### Excerpted text

--- start ---

History of the Dockyard Area

— The area was established when Britain was defeated in the US War of Independence and left without an operational base between Halifax, Nova Scotia and the West Indies.

— To do so the Royal Navy purchased 200 acres on Ireland Island and in 1809 work began on what was then called the North America and West Indies Station.

— During this time the area employed about 1,000 Bermudians and supplied 15 percent of the Island's income.

— In the summer of 1814, 5,000 troops and Royal Marines left Dockyard to attack Washington, D. C. and Baltimore during the War of 1812.

Nearly 600 vessels were repaired in Dockyard during the First World War and the Second World War and German soldiers passed through Dockyard on their way to POW camps in Canada.

— The Royal Navy left the main Dockyard in 1951 though the base was not officially closed until 1995.

— In 1963 Casemates' soldiers' barracks was turned into a prison, which it remained until 1994.

--- end ---

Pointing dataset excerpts
--- start ---

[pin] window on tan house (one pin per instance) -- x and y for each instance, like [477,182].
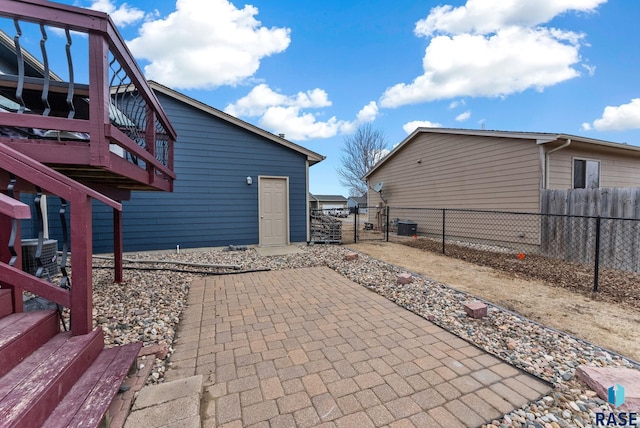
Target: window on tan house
[586,174]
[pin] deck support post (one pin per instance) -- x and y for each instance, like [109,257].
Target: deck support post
[5,255]
[81,259]
[117,245]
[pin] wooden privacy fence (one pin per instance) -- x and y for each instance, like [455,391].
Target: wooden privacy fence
[582,223]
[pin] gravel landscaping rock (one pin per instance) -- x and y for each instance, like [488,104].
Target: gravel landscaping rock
[147,308]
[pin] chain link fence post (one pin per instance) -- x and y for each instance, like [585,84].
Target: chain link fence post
[386,233]
[596,268]
[355,224]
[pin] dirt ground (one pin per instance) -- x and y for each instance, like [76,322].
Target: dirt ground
[603,321]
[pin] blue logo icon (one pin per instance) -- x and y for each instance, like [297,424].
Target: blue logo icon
[615,395]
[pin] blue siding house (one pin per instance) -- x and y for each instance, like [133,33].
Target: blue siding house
[237,185]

--- end ---

### Task directions
Could you extend the Dockyard history text above, picking up after its final point about Casemates?

### Answer to this exercise
— In 1982 the West End Development Corporation (WEDCO) act was passed and more than $60 million went towards restoring Dockyard.

— Until 2009 the Maritime Museum included: The Keep, the Queen's Exhibition Hall, Dainty Exhibit/Westminster Palace Stone, Shifting House 10 Artefact Conservation Laboratory Shifting Office, Commissioner's House, Shell House, High Cave and Magazine, Forster Cooper Building, A to G Bastions A to G and Magazines, Boatloft and Dolphin Quest.

— The National Museum will include all these buildings as well as the northwest rampart and the nine bastions, and the Casemates Barracks which is three buildings.